TASK DATA:
'''

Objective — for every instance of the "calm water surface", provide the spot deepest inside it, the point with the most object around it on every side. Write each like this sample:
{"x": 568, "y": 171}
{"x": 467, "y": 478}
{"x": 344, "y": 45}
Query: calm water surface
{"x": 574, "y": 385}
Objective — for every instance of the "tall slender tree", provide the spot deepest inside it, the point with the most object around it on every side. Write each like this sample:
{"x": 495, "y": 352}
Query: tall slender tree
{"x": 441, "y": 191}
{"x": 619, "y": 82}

'''
'''

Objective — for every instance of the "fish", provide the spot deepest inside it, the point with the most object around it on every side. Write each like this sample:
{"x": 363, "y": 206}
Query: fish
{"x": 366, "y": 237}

'''

List each line in the records above that contains the word "around".

RESPONSE:
Objective — for every instance of the "calm water surface", provide the spot deepest inside it, the point with the most object around it on every side. Write each like this sample:
Objective — for every instance of the "tall slender tree", provide the spot deepest inside it, the point with the most object around it on every side. Write each like this sample:
Objective — for every instance of the "fish", provide the spot deepest inside it, the point with the most object around it on every side. Write each like this sample:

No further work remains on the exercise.